*Page text*:
Department defends reappointment of top servant who retired 18 months ago

An assistant secretary-general at the Department of Agriculture retired in 2010, but will stay on until October at least.

THE DEPARTMENT OF AGRICULTURE has explained why it has retained the services of a senior civil servant who retired in 2010, and who is set to continue working at the Department at least until this October.

Minister Simon Coveney confirmed last week that an assistant secretary-general, Martin Heraghty, was still working in the Department despite having retired in October 2010, under the terms of the incentivised Scheme for Early Retirement.

Despite having retired 19 months ago, Heraghty  remains hired on a part-time contract until at least this October, which Coveney said had cost €120,860 to date.

This lunchtime the Department explained to TheJournal.ie that Heraghty had been reappointed with the approval of the former minister for finance Brian Lenihan, as his expertise was needed for specific projects.

“Since the [recruitment] moratorium was introduced, the Department lost six Assistant Secretaries with only two of these having been replaced and one Director (IT) appointed,” the Department said in a statement.

As a result of the shortfall at senior management level in the Department, sanction of the Minister for Finance was obtained to re-engage an Assistant Secretary who, amongst other matters, has responsibility for policy on meat and milk production and processing – two of the largest sectors in Irish agriculture, for a defined contract period.

The Department said given the role that the meat and dairy sector was likely to play in an economic recovery, and how reform of the Common Agricultural Policy would be ongoing in the coming months – including during Ireland’s EU presidency in the first half of next year – it needed to ensure that it was “well positioned at senior management level”.

Records excerpted from a collection:
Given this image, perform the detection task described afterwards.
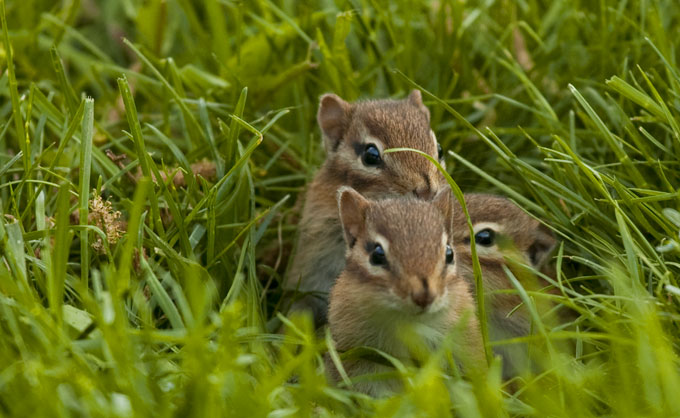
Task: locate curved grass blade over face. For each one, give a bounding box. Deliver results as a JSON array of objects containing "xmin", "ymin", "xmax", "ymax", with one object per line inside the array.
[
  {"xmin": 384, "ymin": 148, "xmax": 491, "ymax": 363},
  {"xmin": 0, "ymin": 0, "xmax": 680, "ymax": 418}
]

==

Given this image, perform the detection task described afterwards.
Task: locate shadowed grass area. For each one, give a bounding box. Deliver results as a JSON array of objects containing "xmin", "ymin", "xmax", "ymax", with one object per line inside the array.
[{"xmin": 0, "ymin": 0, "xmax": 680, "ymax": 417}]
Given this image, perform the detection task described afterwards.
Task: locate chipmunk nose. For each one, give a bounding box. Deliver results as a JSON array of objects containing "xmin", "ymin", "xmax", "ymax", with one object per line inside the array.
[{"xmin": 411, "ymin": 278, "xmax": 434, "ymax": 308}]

*Stated exercise 1*: In the Department of Agriculture article, rewrite the paragraph beginning "This lunchtime the Department explained" as one shorter sentence that keeps its main facts.
*Stated exercise 2*: Extend the article about the Department of Agriculture's reappointment of a retired assistant secretary-general, picking up after its final sentence.
The rows are separate material, unconnected to the article.

*Exercise result 1*: The Department told TheJournal.ie that Heraghty was reappointed, with the approval of former finance minister Brian Lenihan, because his expertise was needed for specific projects.

*Exercise result 2*:
“Accordingly, the Department considered it essential that the Assistant Secretary in question be re-engaged.”

The management structure outlined on the Department’s website lists Heraghty as being responsible for meat and milk policy, dairy controls and food industry development.

He is also listed as being a member of the board of Teagasc, the agriculture and food development authority, up until at least January 2011, though the most recent annual reports available – for 2009 and 2010 – confirm he was not paid for this role in either of those years.

The Department added that it could not say for now whether Heraghty’s arrangement would be continued beyond October and into the first half of next year when Ireland holds the presidency of the European Council.

Pay rules applied to the public and civil services mean that retired former staff members who are rehired later have their pay levels capped so that their total income, including both their new pay and their existing pension, cannot be higher than their original salary.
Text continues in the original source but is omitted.